Record set >>
---------------
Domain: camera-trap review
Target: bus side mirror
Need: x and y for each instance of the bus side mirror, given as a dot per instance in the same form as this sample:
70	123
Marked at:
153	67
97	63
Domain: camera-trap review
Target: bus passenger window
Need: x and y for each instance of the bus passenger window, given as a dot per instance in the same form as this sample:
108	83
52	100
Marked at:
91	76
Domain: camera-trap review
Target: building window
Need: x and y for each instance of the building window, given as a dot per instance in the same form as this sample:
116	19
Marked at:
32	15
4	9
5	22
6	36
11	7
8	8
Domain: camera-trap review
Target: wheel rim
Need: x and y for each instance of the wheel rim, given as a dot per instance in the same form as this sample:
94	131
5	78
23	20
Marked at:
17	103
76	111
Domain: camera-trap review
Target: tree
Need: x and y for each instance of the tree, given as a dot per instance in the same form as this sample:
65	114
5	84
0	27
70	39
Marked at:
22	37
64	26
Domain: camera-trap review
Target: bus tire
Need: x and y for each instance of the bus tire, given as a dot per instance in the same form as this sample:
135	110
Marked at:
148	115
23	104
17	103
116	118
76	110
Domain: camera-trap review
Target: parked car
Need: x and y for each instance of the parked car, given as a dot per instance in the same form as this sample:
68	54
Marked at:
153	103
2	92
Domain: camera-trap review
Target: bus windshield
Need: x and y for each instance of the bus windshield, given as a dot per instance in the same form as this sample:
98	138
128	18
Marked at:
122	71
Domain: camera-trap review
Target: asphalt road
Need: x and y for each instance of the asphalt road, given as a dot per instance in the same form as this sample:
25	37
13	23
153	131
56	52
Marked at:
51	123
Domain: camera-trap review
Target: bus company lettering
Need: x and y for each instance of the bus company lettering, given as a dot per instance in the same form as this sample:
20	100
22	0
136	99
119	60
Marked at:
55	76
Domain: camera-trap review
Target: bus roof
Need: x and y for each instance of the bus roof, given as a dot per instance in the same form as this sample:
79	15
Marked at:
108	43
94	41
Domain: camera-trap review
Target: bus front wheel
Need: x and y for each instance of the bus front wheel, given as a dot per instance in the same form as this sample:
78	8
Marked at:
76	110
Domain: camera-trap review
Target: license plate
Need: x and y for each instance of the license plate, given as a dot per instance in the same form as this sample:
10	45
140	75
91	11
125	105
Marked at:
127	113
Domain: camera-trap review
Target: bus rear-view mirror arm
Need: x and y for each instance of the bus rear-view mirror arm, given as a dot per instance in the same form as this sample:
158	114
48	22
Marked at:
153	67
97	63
---------------
Aim of the exercise >> Write out the entries above once more, without altering anything.

Task answer >>
Domain: camera-trap review
Target: bus side mirror
Need: x and y for each instance of the bus side mirror, given as a dot per instance in the same form as this sample:
70	123
Marked at:
153	67
97	63
Domain: camera-trap review
Target: bus passenger window
Need: x and y for each instance of the bus passenger window, given as a dot per instance in the same form as this sample:
108	83
52	100
Marked at:
91	76
Domain: camera-trap review
Target: building window
Need: x and y for each instance of the building window, given as a dot per instance in the same form as this sample:
116	19
Marked at:
32	15
4	9
5	22
6	36
11	7
8	8
Domain: camera-trap review
Target: wheel rim
Need: x and y for each instance of the wheel rim, given as a dot per instance in the same form as this sample:
94	131
5	78
23	20
Marked at:
17	103
76	111
Domain: camera-trap review
Target: tree
Need: x and y for each instance of the tree, given as a dot per instance in the same form as this sample:
65	114
5	84
0	27
70	39
Marked at:
22	37
64	26
Domain: camera-trap review
Target: bus tire
Need: x and y for each instance of the bus tire, given as a dot per instance in the same form as this sample:
135	110
Marked at:
148	115
23	104
17	103
116	118
76	110
Domain: camera-trap review
Target: parked car
Need: x and y for each instance of the parked car, given as a dot per instance in the same form as this sample:
68	54
Marked at:
153	103
2	92
Domain: camera-trap review
Target: bus windshield
Need: x and y for each instance of the bus windshield, given as a dot per instance in the same form as this sample:
98	138
128	18
Marked at:
122	71
Domain: camera-trap review
Target: asphalt road
Need: x and y for each instance of the asphalt road, given as a dot per instance in the same form as this sample:
25	37
13	23
153	131
56	52
Marked at:
51	123
Domain: camera-trap review
Target: bus company lettering
Need: x and y for each instance of the bus company lettering, given as a dot per instance in the same form as this sample:
20	100
22	0
136	99
119	60
Marked at:
55	76
Domain: camera-trap review
Target: bus roof
Need: x and y for each instance of the bus roof, given as a dot per instance in the same form as this sample:
79	15
Marked at:
108	43
94	41
Domain: camera-trap review
Target: bus front wheel
Need: x and y for each instance of the bus front wheel, given as a dot per instance in the same form as this sample:
78	8
Marked at:
76	110
Domain: camera-trap review
Target: license plate
Need: x and y for each instance of the license plate, given as a dot per instance in the same form as this sample:
10	45
140	75
91	11
125	105
Marked at:
127	113
Domain: camera-trap review
Target: bus rear-view mirror arm
Need: x and y for each instance of the bus rear-view mirror arm, given as a dot per instance in the same form as this sample:
158	114
48	22
Marked at:
153	67
97	63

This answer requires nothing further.